Texto de lectura:
Cuando uno se ocupa de cosas tan distantes (ciencia y filosofía, solo a veces próximas, inesperadamente), conviene no perder el rastro de lo que se ha leído y se ha pensado. De lo que se ha leído, especialmente (lo que se piensa, si es que va a alguna parte, tiene su propio lugar donde seguir madurando).
Después de unas semanas de trabajo intenso, absorbente (como una esponja que hubiera concentrado nuestra atención y todo lo que en un instante sabemos decir sobre algo), me propongo volver sobre los textos que venía trabajando línea a línea, frase a frase, en una estrategia hermenéutica que va trazando lentamente su propio camino.

Tarea:
Transcribe sin cambios el pasaje del texto de lectura que empieza con "Después de unas" y sigue hasta "su propio camino.".

Sección de datos:
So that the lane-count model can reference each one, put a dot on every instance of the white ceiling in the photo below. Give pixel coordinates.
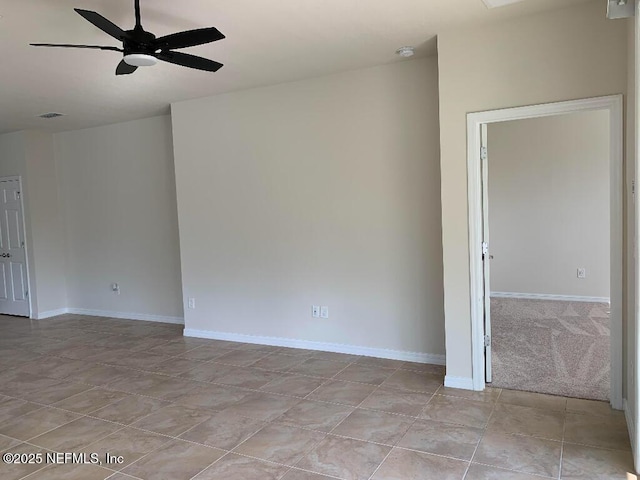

Respuesta del ejercicio:
Después de unas semanas de trabajo intenso, absorbente (como una esponja que hubiera concentrado nuestra atención y todo lo que en un instante sabemos decir sobre algo), me propongo volver sobre los textos que venía trabajando línea a línea, frase a frase, en una estrategia hermenéutica que va trazando lentamente su propio camino.